— YOUR OBJECTIVE —
Produce an exact copy of all the data below, dropping every image.

↓↓↓

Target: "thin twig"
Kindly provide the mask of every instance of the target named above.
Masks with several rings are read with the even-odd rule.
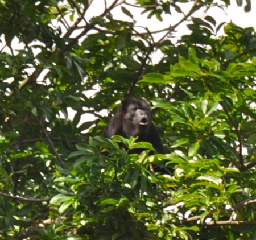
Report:
[[[10,194],[5,193],[2,192],[0,192],[0,196],[3,196],[5,197],[9,197],[13,199],[15,199],[19,201],[25,201],[27,202],[48,202],[51,199],[51,197],[40,199],[40,198],[32,198],[32,197],[18,197],[16,196],[11,195]]]
[[[61,158],[61,156],[59,155],[59,154],[57,152],[57,150],[56,150],[55,147],[53,145],[53,143],[52,143],[52,140],[51,140],[50,137],[48,135],[48,133],[44,128],[44,126],[43,126],[43,123],[40,121],[40,120],[39,121],[39,124],[41,127],[41,130],[42,130],[43,134],[44,135],[44,136],[46,137],[46,139],[47,140],[48,143],[49,143],[50,148],[51,149],[52,151],[53,152],[54,155],[57,158],[57,159],[58,160],[59,162],[60,163],[61,167],[63,167],[63,168],[65,168],[65,163],[63,162],[63,160],[62,160],[62,158]]]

↑↑↑

— THE OUTPUT —
Target: "thin twig"
Kindly provide the mask of every instance of the target named above.
Masks with several rings are read with the even-odd rule.
Report:
[[[10,194],[5,193],[2,192],[0,192],[0,196],[3,196],[5,197],[9,197],[13,199],[15,199],[19,201],[25,201],[27,202],[48,202],[51,199],[51,197],[40,199],[40,198],[32,198],[32,197],[18,197],[16,196],[11,195]]]
[[[61,158],[61,156],[59,155],[59,154],[57,152],[57,150],[56,150],[55,147],[53,145],[53,143],[52,143],[52,140],[51,140],[50,137],[48,135],[48,133],[44,128],[44,126],[43,126],[43,123],[40,121],[40,120],[39,121],[39,124],[41,127],[41,130],[42,130],[43,134],[44,135],[44,136],[46,137],[46,139],[47,140],[48,143],[49,143],[50,148],[51,149],[52,151],[53,152],[54,155],[57,158],[57,159],[58,160],[59,162],[60,163],[61,167],[63,167],[63,168],[65,168],[65,163],[63,162],[63,160],[62,160],[62,158]]]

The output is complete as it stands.